**WHAT THIS TASK INVOLVES**
Copy, from the listing, every line in which the string "painted" is present.

**SUPPLIED INFORMATION**
*** Block opens ***

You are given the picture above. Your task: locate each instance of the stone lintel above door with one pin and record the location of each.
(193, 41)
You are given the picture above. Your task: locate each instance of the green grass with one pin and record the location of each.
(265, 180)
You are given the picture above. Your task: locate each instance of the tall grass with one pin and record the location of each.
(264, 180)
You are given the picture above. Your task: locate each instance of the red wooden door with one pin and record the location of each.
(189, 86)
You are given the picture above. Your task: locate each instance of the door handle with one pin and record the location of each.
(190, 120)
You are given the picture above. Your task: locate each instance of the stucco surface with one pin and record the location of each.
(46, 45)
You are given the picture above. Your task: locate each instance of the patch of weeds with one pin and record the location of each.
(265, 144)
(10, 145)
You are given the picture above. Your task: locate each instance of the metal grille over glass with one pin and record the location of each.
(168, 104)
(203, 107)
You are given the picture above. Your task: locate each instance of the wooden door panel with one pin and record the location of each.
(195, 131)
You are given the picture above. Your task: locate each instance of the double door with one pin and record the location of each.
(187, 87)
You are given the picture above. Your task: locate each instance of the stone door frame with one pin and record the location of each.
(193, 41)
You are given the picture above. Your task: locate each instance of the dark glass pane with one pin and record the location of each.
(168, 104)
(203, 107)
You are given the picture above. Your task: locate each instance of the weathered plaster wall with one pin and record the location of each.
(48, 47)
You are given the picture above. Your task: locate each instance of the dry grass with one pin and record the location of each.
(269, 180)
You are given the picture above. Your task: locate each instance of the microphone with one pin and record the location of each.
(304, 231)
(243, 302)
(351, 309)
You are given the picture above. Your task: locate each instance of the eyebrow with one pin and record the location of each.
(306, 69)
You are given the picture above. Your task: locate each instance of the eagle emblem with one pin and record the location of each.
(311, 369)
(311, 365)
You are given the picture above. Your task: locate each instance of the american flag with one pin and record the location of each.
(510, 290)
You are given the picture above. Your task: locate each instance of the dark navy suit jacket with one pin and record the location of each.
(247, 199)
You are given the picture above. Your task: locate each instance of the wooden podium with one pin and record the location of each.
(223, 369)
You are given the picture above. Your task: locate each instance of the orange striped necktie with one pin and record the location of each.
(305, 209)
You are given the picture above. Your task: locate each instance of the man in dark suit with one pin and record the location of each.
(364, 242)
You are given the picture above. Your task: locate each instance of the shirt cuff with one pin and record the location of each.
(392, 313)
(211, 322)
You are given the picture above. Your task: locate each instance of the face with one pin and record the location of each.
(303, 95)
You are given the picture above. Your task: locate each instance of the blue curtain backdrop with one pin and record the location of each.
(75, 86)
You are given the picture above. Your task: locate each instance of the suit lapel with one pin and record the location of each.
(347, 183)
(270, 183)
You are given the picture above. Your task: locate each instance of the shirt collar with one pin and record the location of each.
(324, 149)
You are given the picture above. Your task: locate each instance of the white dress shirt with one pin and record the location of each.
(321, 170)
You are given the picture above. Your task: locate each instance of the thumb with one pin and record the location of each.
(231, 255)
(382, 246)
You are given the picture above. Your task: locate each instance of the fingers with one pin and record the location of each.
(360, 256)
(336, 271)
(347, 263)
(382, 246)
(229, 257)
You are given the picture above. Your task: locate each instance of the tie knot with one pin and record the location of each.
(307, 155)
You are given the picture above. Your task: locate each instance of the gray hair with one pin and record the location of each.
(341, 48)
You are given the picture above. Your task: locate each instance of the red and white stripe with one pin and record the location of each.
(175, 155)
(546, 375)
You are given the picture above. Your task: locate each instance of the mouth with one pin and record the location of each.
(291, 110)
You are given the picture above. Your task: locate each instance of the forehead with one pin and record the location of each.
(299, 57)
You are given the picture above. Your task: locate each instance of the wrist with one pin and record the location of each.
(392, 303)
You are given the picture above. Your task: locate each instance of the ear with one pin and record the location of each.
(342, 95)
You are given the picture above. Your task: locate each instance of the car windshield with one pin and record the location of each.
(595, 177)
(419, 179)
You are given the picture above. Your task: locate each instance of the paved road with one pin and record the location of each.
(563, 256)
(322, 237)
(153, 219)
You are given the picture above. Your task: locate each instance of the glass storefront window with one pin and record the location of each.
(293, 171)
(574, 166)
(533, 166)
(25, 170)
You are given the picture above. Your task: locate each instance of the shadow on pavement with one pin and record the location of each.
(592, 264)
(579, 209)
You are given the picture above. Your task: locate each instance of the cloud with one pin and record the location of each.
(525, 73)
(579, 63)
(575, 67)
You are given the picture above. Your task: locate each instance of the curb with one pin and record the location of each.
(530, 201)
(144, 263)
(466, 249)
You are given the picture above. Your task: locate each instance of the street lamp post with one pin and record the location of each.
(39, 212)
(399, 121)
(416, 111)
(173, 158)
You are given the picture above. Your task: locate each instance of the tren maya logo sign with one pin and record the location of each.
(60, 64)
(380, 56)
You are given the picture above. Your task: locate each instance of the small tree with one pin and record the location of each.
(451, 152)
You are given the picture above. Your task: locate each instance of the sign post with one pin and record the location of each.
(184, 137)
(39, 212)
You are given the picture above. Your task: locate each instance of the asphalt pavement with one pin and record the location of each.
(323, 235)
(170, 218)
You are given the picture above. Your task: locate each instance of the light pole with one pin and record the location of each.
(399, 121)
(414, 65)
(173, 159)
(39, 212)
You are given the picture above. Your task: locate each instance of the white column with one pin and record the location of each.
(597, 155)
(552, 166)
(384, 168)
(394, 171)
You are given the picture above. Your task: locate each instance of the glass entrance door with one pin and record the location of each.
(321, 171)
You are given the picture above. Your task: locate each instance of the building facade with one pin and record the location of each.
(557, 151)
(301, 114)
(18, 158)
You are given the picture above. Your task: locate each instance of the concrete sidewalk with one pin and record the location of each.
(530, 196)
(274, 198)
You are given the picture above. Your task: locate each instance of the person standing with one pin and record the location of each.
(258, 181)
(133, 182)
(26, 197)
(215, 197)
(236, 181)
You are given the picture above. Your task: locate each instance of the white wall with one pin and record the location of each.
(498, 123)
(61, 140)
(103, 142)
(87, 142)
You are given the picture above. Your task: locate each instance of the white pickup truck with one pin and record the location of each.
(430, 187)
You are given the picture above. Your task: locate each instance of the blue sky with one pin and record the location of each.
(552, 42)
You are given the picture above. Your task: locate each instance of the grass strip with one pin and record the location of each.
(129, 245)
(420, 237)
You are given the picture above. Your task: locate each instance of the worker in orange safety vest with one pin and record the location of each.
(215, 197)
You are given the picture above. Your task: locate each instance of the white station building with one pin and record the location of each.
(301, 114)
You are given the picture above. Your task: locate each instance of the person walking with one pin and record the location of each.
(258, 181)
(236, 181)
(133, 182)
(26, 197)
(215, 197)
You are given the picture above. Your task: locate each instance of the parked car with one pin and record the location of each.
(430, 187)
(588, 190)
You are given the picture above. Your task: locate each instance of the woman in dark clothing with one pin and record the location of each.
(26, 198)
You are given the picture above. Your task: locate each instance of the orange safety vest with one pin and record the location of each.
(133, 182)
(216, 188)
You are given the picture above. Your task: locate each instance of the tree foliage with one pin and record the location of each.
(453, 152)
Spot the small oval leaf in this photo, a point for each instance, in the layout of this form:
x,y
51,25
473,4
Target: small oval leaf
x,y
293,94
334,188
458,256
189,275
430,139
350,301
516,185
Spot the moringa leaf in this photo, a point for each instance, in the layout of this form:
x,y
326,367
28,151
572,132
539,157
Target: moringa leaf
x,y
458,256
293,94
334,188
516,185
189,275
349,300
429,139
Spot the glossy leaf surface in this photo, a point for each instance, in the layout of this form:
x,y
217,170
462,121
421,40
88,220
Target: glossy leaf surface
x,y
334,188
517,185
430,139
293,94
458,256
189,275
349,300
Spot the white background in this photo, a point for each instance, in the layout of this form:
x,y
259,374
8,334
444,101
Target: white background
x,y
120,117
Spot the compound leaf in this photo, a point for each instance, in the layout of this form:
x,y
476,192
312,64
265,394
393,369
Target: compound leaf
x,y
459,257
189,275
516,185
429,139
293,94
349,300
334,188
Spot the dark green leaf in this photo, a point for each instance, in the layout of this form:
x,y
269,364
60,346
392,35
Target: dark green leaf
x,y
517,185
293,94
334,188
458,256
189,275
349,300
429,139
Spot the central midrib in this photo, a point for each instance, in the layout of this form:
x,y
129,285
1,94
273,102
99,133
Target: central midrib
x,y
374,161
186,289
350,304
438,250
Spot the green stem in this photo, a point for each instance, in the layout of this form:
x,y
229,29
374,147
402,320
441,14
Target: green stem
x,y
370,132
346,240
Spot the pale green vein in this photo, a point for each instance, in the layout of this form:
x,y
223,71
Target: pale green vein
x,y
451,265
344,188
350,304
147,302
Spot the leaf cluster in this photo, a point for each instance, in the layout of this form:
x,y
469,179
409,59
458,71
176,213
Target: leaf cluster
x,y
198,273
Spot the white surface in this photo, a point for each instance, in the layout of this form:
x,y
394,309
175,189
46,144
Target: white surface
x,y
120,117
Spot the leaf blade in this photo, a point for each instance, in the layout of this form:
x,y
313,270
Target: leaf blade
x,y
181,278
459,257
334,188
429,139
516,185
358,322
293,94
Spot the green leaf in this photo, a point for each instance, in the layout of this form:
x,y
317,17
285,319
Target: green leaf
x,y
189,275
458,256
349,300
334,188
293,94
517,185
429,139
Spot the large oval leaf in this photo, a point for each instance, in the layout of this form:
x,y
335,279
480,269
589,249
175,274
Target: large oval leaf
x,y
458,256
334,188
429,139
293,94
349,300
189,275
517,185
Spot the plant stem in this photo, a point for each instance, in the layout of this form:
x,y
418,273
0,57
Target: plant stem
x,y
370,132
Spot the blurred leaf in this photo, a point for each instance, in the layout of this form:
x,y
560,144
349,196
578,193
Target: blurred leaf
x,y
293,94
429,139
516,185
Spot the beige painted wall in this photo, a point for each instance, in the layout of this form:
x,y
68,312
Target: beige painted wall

*** Block closes ***

**REPLY TO THE TASK**
Spot the beige painted wall in this photo, a point for each instance, in the layout of this form:
Target: beige painted wall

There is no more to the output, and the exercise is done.